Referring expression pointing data
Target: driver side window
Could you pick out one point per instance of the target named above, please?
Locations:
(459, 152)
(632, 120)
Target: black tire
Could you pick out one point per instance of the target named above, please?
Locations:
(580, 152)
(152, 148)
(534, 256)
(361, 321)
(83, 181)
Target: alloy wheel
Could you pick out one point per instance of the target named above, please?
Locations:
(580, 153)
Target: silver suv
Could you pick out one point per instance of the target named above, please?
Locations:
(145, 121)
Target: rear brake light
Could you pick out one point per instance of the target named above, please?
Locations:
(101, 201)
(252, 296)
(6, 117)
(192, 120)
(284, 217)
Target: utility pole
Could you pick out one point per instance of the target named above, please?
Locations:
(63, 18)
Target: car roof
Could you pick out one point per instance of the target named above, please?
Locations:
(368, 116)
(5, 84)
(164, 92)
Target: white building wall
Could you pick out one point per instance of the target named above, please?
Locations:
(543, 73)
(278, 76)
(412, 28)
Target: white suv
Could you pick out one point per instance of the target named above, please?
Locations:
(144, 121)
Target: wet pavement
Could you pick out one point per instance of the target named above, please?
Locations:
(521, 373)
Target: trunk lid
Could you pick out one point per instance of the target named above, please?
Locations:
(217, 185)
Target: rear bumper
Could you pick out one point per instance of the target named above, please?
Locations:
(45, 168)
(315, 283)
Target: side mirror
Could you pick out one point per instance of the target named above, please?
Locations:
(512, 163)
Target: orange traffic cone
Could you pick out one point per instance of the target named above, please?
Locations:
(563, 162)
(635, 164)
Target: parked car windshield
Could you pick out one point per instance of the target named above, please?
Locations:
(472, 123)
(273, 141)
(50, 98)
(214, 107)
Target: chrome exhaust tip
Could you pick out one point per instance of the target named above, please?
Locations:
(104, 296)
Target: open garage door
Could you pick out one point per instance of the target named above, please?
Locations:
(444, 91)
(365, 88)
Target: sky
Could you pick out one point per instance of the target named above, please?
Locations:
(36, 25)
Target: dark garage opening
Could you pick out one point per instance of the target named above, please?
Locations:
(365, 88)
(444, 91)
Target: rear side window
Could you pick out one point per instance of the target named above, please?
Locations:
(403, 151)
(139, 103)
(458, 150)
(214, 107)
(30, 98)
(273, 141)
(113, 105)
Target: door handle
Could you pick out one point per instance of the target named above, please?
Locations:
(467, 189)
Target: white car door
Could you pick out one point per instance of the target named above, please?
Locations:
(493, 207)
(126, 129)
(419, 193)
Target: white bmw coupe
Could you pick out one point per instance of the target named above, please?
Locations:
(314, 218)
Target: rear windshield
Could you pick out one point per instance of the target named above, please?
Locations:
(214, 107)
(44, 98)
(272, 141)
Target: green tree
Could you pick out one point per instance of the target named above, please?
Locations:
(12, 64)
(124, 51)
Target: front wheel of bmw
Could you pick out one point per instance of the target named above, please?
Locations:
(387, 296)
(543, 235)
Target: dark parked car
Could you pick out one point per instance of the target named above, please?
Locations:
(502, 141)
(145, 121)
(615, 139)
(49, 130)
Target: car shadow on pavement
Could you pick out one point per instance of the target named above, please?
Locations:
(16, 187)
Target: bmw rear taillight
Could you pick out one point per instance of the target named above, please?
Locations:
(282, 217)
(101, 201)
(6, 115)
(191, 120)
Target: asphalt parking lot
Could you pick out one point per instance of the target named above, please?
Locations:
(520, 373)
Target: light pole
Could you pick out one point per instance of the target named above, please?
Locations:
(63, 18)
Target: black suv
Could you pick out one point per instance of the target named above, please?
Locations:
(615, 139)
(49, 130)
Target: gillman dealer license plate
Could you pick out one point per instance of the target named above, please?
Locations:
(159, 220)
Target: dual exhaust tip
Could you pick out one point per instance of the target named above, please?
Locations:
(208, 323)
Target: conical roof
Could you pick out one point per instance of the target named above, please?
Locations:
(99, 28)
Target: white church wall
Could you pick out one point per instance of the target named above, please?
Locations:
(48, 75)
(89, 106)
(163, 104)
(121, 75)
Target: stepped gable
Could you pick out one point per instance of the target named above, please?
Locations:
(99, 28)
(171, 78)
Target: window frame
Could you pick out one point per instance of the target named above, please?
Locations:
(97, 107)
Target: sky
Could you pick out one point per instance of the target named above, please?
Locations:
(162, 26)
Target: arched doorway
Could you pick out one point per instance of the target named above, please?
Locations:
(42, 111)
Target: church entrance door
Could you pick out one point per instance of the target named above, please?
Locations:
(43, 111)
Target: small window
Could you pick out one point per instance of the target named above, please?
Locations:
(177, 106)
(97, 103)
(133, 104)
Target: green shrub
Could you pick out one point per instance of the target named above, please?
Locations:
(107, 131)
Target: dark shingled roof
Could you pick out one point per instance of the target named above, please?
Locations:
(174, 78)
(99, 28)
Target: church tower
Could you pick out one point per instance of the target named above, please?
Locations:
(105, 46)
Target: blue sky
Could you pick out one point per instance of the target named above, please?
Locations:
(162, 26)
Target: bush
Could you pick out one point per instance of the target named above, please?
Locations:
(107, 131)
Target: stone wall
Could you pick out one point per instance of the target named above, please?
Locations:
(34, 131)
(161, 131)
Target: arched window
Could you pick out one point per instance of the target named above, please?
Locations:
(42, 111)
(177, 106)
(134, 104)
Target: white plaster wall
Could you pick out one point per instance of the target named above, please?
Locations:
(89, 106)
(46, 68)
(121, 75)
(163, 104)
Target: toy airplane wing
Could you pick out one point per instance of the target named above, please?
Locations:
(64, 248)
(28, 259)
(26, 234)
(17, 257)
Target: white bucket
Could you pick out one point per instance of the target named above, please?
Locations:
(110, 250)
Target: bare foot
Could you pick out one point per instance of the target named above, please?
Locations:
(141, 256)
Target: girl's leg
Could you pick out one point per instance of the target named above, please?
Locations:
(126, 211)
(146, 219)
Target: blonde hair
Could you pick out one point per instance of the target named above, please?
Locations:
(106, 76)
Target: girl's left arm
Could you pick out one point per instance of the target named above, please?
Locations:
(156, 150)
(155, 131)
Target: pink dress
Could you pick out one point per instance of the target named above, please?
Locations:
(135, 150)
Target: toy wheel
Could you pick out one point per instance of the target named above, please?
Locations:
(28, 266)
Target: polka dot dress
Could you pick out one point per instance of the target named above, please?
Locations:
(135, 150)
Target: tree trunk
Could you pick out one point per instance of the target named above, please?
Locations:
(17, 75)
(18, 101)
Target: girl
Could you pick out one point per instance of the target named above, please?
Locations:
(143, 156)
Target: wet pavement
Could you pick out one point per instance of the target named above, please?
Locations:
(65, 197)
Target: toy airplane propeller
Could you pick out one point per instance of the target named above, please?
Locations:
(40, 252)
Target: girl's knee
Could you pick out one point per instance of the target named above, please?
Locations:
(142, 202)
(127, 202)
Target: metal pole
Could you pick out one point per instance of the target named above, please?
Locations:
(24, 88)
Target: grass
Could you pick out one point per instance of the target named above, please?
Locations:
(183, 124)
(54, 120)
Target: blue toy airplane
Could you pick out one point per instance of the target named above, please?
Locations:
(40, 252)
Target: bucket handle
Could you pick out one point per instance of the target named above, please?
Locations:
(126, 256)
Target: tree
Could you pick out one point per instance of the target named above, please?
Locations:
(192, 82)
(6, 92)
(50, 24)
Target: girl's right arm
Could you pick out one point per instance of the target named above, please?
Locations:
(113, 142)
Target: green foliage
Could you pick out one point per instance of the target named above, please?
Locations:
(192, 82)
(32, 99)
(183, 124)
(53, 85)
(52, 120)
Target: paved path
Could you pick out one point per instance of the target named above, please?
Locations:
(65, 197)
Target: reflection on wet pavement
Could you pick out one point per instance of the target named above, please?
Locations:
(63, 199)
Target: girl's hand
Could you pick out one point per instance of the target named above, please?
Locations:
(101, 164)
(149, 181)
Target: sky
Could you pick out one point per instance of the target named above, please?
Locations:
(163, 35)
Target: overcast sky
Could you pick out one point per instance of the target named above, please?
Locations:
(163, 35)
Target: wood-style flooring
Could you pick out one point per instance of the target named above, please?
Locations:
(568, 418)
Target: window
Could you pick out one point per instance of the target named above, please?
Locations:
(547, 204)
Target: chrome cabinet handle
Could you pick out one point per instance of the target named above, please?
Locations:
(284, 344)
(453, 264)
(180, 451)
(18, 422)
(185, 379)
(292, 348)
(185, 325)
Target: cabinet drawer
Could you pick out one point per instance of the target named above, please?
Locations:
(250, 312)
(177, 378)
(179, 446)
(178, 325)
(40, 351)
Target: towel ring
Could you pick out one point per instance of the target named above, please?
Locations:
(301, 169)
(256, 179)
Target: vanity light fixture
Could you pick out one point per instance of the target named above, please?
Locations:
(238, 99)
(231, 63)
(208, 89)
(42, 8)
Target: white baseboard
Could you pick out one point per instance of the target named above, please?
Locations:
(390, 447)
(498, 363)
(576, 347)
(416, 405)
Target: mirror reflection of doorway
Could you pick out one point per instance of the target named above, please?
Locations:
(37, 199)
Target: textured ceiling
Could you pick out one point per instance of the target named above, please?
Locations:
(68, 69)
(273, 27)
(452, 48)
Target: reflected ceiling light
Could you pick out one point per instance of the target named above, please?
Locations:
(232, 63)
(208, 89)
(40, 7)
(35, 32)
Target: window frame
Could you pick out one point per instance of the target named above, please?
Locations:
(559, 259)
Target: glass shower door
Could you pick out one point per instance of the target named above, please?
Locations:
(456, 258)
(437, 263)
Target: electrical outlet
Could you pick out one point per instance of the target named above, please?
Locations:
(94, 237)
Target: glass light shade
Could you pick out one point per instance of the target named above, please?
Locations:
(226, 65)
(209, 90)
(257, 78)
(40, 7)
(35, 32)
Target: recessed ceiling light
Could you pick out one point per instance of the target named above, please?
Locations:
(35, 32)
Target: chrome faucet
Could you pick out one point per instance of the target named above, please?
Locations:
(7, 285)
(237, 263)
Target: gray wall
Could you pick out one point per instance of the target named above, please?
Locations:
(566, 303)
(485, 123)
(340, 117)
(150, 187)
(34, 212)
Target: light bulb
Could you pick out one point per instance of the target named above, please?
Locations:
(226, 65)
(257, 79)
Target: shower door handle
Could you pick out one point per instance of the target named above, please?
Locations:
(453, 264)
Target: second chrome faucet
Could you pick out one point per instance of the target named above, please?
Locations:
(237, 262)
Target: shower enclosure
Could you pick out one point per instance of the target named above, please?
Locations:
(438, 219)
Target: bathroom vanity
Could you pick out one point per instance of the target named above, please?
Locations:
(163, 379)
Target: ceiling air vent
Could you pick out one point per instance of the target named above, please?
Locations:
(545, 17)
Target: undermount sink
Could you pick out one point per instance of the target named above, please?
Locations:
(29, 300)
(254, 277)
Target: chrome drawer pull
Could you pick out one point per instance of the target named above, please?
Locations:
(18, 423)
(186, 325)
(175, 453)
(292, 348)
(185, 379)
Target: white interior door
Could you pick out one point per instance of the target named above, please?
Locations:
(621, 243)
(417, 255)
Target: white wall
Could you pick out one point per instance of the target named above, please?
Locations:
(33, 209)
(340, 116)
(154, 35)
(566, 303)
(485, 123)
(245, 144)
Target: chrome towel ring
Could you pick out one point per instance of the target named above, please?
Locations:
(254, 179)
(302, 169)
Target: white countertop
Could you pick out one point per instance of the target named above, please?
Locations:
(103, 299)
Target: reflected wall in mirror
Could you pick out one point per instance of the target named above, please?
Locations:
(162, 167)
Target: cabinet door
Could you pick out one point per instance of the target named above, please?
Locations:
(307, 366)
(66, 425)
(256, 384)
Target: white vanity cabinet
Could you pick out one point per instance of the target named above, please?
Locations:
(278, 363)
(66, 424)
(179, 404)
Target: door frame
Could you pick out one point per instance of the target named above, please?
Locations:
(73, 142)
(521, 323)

§ Task description
Select and copy each line from the data that includes the word "vanity".

§ Result of this exercise
Target: vanity light fixture
Target: bathroom vanity
Target: white vanity cabinet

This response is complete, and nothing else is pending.